## Stated goal 1
According to the parenting post, what grade did the daughter start today?

## Selected text

I don’t usually post “parenting how-to” advice. There’s a good reason for that: I also don’t usually know what the hell I’m doing at any given moment.
But tentative/anxious school aged children and big transitions like starting school? This I know.
My daughter started first grade today, and she turns seven on Saturday—two big milestones crammed into a frenzied start to September. Naturally, for the past 72 hours she’s been a tightly wound ball of moody nerves. But, having dropped her off at school for her first day without incident, I feel like I’m finally doing something right.
So, without further ceremony, here are my top five tips for helping your child make it through the first day of school (or any big transition/event), even if they already have a few years under their belt.

## Stated goal 2
Extract each line of the entries that contains the string "crowd", and treat the match as case-sensitive.

## Stored data
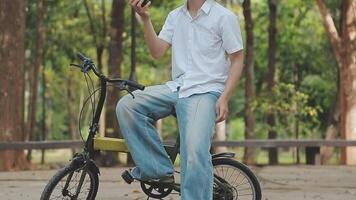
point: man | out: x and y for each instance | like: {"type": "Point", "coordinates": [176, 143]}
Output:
{"type": "Point", "coordinates": [207, 61]}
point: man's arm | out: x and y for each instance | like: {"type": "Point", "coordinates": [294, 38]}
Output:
{"type": "Point", "coordinates": [222, 108]}
{"type": "Point", "coordinates": [156, 46]}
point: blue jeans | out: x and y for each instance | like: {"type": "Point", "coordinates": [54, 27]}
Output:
{"type": "Point", "coordinates": [196, 121]}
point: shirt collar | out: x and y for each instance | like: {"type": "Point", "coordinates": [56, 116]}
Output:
{"type": "Point", "coordinates": [206, 7]}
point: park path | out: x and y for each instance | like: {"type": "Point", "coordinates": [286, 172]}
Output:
{"type": "Point", "coordinates": [278, 183]}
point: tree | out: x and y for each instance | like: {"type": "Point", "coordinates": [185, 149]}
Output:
{"type": "Point", "coordinates": [34, 70]}
{"type": "Point", "coordinates": [271, 121]}
{"type": "Point", "coordinates": [114, 64]}
{"type": "Point", "coordinates": [343, 44]}
{"type": "Point", "coordinates": [249, 153]}
{"type": "Point", "coordinates": [12, 59]}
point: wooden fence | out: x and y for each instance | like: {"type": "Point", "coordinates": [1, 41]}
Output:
{"type": "Point", "coordinates": [243, 143]}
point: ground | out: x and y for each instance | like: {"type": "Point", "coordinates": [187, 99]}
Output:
{"type": "Point", "coordinates": [278, 183]}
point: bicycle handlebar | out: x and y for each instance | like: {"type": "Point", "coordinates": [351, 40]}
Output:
{"type": "Point", "coordinates": [88, 64]}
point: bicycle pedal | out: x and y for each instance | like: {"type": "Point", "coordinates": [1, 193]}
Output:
{"type": "Point", "coordinates": [127, 177]}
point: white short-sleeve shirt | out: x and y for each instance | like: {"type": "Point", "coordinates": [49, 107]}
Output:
{"type": "Point", "coordinates": [200, 47]}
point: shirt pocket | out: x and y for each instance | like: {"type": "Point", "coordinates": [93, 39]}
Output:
{"type": "Point", "coordinates": [207, 42]}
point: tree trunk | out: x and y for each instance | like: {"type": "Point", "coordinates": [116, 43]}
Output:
{"type": "Point", "coordinates": [272, 134]}
{"type": "Point", "coordinates": [344, 48]}
{"type": "Point", "coordinates": [12, 60]}
{"type": "Point", "coordinates": [33, 73]}
{"type": "Point", "coordinates": [249, 154]}
{"type": "Point", "coordinates": [348, 79]}
{"type": "Point", "coordinates": [70, 114]}
{"type": "Point", "coordinates": [115, 60]}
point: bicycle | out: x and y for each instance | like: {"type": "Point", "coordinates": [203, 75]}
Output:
{"type": "Point", "coordinates": [79, 179]}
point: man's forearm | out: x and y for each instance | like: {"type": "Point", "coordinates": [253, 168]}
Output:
{"type": "Point", "coordinates": [234, 74]}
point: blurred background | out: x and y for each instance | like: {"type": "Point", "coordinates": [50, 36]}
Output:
{"type": "Point", "coordinates": [298, 81]}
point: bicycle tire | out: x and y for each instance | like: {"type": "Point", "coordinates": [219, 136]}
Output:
{"type": "Point", "coordinates": [245, 171]}
{"type": "Point", "coordinates": [63, 173]}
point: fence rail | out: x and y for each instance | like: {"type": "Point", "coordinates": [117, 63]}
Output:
{"type": "Point", "coordinates": [67, 144]}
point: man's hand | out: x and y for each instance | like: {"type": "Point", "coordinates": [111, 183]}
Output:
{"type": "Point", "coordinates": [222, 109]}
{"type": "Point", "coordinates": [142, 11]}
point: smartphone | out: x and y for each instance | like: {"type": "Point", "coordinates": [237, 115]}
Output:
{"type": "Point", "coordinates": [144, 3]}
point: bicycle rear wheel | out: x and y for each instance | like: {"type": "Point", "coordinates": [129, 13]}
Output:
{"type": "Point", "coordinates": [238, 178]}
{"type": "Point", "coordinates": [64, 184]}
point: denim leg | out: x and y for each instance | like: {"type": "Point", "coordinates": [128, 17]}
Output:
{"type": "Point", "coordinates": [196, 120]}
{"type": "Point", "coordinates": [136, 118]}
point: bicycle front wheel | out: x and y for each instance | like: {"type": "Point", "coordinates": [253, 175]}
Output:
{"type": "Point", "coordinates": [237, 179]}
{"type": "Point", "coordinates": [72, 183]}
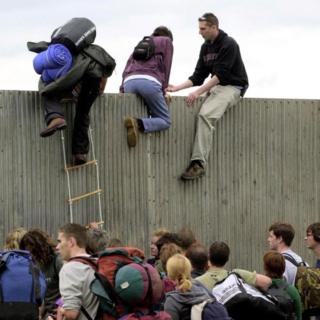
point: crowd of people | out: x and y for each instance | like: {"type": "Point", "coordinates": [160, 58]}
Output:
{"type": "Point", "coordinates": [146, 74]}
{"type": "Point", "coordinates": [190, 272]}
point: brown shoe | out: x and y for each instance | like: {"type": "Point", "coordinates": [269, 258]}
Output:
{"type": "Point", "coordinates": [79, 158]}
{"type": "Point", "coordinates": [194, 171]}
{"type": "Point", "coordinates": [132, 131]}
{"type": "Point", "coordinates": [54, 125]}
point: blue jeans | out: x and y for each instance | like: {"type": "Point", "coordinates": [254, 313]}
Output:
{"type": "Point", "coordinates": [151, 93]}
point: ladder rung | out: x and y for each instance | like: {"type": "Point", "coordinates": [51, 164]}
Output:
{"type": "Point", "coordinates": [81, 165]}
{"type": "Point", "coordinates": [86, 195]}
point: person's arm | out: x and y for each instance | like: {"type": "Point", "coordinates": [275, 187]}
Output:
{"type": "Point", "coordinates": [183, 85]}
{"type": "Point", "coordinates": [171, 307]}
{"type": "Point", "coordinates": [202, 89]}
{"type": "Point", "coordinates": [255, 279]}
{"type": "Point", "coordinates": [295, 296]}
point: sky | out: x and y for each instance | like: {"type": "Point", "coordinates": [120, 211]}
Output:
{"type": "Point", "coordinates": [279, 39]}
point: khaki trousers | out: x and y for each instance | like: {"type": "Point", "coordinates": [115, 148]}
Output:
{"type": "Point", "coordinates": [219, 99]}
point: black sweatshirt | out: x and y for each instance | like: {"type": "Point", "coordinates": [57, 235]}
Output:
{"type": "Point", "coordinates": [222, 58]}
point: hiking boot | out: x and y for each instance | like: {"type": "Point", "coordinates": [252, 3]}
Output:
{"type": "Point", "coordinates": [195, 170]}
{"type": "Point", "coordinates": [79, 158]}
{"type": "Point", "coordinates": [132, 131]}
{"type": "Point", "coordinates": [54, 125]}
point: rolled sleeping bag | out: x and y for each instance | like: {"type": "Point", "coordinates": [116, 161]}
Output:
{"type": "Point", "coordinates": [53, 63]}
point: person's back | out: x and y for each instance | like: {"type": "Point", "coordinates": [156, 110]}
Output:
{"type": "Point", "coordinates": [218, 256]}
{"type": "Point", "coordinates": [75, 275]}
{"type": "Point", "coordinates": [188, 293]}
{"type": "Point", "coordinates": [274, 266]}
{"type": "Point", "coordinates": [280, 239]}
{"type": "Point", "coordinates": [41, 247]}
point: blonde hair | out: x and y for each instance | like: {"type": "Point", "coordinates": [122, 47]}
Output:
{"type": "Point", "coordinates": [13, 238]}
{"type": "Point", "coordinates": [160, 232]}
{"type": "Point", "coordinates": [179, 269]}
{"type": "Point", "coordinates": [167, 251]}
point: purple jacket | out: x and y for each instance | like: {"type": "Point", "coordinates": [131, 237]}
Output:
{"type": "Point", "coordinates": [158, 66]}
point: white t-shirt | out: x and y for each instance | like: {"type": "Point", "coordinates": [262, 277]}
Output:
{"type": "Point", "coordinates": [291, 270]}
{"type": "Point", "coordinates": [74, 282]}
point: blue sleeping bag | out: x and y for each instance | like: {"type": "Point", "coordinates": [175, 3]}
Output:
{"type": "Point", "coordinates": [53, 63]}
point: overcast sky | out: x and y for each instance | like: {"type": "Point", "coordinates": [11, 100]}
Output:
{"type": "Point", "coordinates": [279, 39]}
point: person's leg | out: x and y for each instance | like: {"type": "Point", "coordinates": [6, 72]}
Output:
{"type": "Point", "coordinates": [152, 94]}
{"type": "Point", "coordinates": [88, 94]}
{"type": "Point", "coordinates": [54, 115]}
{"type": "Point", "coordinates": [220, 99]}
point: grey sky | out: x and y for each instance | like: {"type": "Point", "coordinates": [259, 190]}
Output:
{"type": "Point", "coordinates": [279, 39]}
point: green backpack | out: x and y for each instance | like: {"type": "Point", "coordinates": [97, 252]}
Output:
{"type": "Point", "coordinates": [307, 282]}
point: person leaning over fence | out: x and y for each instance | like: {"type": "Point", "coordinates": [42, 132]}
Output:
{"type": "Point", "coordinates": [219, 56]}
{"type": "Point", "coordinates": [71, 65]}
{"type": "Point", "coordinates": [75, 276]}
{"type": "Point", "coordinates": [147, 74]}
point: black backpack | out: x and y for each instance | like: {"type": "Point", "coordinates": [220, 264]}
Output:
{"type": "Point", "coordinates": [144, 50]}
{"type": "Point", "coordinates": [244, 302]}
{"type": "Point", "coordinates": [76, 34]}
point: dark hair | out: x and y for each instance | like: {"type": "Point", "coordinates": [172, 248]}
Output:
{"type": "Point", "coordinates": [283, 230]}
{"type": "Point", "coordinates": [314, 229]}
{"type": "Point", "coordinates": [76, 231]}
{"type": "Point", "coordinates": [210, 18]}
{"type": "Point", "coordinates": [40, 245]}
{"type": "Point", "coordinates": [219, 253]}
{"type": "Point", "coordinates": [97, 241]}
{"type": "Point", "coordinates": [198, 256]}
{"type": "Point", "coordinates": [168, 238]}
{"type": "Point", "coordinates": [162, 31]}
{"type": "Point", "coordinates": [115, 242]}
{"type": "Point", "coordinates": [187, 237]}
{"type": "Point", "coordinates": [167, 251]}
{"type": "Point", "coordinates": [274, 264]}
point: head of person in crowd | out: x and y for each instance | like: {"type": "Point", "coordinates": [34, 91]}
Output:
{"type": "Point", "coordinates": [187, 238]}
{"type": "Point", "coordinates": [167, 251]}
{"type": "Point", "coordinates": [97, 241]}
{"type": "Point", "coordinates": [157, 234]}
{"type": "Point", "coordinates": [198, 256]}
{"type": "Point", "coordinates": [72, 241]}
{"type": "Point", "coordinates": [13, 238]}
{"type": "Point", "coordinates": [115, 242]}
{"type": "Point", "coordinates": [219, 253]}
{"type": "Point", "coordinates": [274, 264]}
{"type": "Point", "coordinates": [280, 236]}
{"type": "Point", "coordinates": [40, 245]}
{"type": "Point", "coordinates": [179, 270]}
{"type": "Point", "coordinates": [168, 238]}
{"type": "Point", "coordinates": [162, 31]}
{"type": "Point", "coordinates": [313, 237]}
{"type": "Point", "coordinates": [208, 26]}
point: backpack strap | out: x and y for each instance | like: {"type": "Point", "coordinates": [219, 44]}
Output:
{"type": "Point", "coordinates": [85, 260]}
{"type": "Point", "coordinates": [35, 272]}
{"type": "Point", "coordinates": [85, 312]}
{"type": "Point", "coordinates": [291, 259]}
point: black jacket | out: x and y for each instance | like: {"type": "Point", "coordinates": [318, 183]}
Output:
{"type": "Point", "coordinates": [222, 58]}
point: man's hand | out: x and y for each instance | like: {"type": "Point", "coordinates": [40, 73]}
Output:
{"type": "Point", "coordinates": [102, 85]}
{"type": "Point", "coordinates": [168, 98]}
{"type": "Point", "coordinates": [171, 88]}
{"type": "Point", "coordinates": [192, 97]}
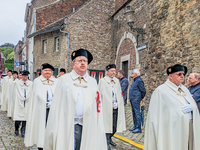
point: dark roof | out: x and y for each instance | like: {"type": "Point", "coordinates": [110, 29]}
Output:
{"type": "Point", "coordinates": [60, 24]}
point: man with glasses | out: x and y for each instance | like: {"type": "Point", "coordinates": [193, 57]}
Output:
{"type": "Point", "coordinates": [75, 120]}
{"type": "Point", "coordinates": [173, 121]}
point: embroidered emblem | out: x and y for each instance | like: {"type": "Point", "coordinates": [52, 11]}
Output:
{"type": "Point", "coordinates": [74, 54]}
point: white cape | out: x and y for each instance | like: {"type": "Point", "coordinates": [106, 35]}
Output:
{"type": "Point", "coordinates": [20, 105]}
{"type": "Point", "coordinates": [167, 127]}
{"type": "Point", "coordinates": [6, 85]}
{"type": "Point", "coordinates": [36, 117]}
{"type": "Point", "coordinates": [60, 126]}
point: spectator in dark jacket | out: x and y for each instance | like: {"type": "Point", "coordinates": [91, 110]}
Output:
{"type": "Point", "coordinates": [194, 87]}
{"type": "Point", "coordinates": [136, 94]}
{"type": "Point", "coordinates": [124, 84]}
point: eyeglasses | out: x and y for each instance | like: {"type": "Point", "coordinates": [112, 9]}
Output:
{"type": "Point", "coordinates": [82, 60]}
{"type": "Point", "coordinates": [180, 74]}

## Problem solution 1
First grade.

## Problem solution 2
point: crowd of people | out: x and y for each instance | like: {"type": "Point", "coordinates": [160, 58]}
point: head of person in crowd | out: x and y for each instance | like: {"type": "Point", "coordinates": [34, 91]}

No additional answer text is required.